**Text shown**:

## START

I’d like to see some photos


----------



## Penny (Mar 24, 2016)

morningstarfarms veggie sausages, watermelon, corn on the cob


----------



## knife (Jul 10, 2013)

Fohra said:


> I’d like to see some photos


Camera broke. Sowwy. :crying:


----------



## incision (May 23, 2010)

Fave varies by craving. It can be a big bowl of veggies, a perfectly ripened fruit (cherries this year have been to die for), a bloody slab of steak or roast, seafood, wild game or duck. Sometimes, it's a muffin.


----------



## Wohpe (Aug 25, 2018)

Italian-American cuisine is king, from pizza to chicken marsala. Honorable mention to Indian tacos and cheeseburgers.


----------



## General Lee Awesome (Sep 28, 2014)

Butter chicken


----------



## Cthulhu And Coffee (Mar 8, 2012)

I love way too much food for this, lol. But I'm generally very basic, and very representative of my country.
Also, none of it is healthy:

-Cheeseburgers 
-Pizza (pan pizza with mushrooms and pepperoni)
-Japanese curry rice
-Americanized sushi
-Multiple kinds of traditional American comfort food (biscuits, mashed potatoes, mac and cheese, etc.)

Boston Market was my favorite restaurant before they shut down near my place. Them and Denny's.

## END

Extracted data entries
## START

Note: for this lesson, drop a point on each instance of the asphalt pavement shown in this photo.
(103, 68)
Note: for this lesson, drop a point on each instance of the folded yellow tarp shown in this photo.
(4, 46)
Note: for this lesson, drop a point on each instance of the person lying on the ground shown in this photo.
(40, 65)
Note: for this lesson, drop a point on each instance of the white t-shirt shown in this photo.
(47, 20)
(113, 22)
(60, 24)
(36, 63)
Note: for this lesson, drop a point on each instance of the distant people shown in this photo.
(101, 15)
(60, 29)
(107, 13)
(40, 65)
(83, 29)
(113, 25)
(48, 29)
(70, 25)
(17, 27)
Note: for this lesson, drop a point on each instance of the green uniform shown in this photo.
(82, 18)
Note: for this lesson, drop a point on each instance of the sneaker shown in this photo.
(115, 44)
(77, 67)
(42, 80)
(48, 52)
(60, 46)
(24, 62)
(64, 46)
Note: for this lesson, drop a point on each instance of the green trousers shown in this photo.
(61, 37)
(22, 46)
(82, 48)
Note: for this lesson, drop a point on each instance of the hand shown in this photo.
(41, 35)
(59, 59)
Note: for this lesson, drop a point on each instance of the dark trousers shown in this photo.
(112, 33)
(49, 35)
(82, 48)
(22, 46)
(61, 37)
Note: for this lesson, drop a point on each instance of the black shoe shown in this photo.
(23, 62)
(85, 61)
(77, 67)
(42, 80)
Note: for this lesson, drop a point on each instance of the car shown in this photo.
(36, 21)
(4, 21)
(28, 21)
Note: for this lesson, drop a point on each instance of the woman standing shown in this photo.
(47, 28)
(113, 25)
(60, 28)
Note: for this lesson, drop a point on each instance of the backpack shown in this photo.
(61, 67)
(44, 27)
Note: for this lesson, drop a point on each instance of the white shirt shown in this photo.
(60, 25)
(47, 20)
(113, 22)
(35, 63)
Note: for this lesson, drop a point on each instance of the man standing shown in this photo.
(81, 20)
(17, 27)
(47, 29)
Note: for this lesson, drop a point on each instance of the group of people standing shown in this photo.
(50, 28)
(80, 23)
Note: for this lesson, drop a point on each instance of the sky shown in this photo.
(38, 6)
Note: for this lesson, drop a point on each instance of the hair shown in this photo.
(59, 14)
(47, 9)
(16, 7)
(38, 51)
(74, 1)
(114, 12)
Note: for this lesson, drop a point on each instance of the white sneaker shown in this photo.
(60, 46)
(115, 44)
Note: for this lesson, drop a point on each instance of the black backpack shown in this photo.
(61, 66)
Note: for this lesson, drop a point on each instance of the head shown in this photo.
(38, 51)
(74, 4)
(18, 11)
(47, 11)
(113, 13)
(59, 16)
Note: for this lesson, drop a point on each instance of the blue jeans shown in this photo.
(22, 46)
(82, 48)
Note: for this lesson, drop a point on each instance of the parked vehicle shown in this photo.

## END

**Tasks to carry out**:
(1) In the forum thread, which restaurant was Cthulhu And Coffee's favorite before it shut down near their place?
(2) Which usernames appear as post headers in the forum thread?
(3) Can you write out the forum thread from "## incision (May" to "(Aug 25, 2018)"?
These rows were taken from a different source than the forum thread.

**Expected responses**:
(1) Boston Market

(2) Penny, knife, incision, Wohpe, General Lee Awesome, Cthulhu And Coffee

(3)
## incision (May 23, 2010)

Fave varies by craving. It can be a big bowl of veggies, a perfectly ripened fruit (cherries this year have been to die for), a bloody slab of steak or roast, seafood, wild game or duck. Sometimes, it's a muffin.


----------



## Wohpe (Aug 25, 2018)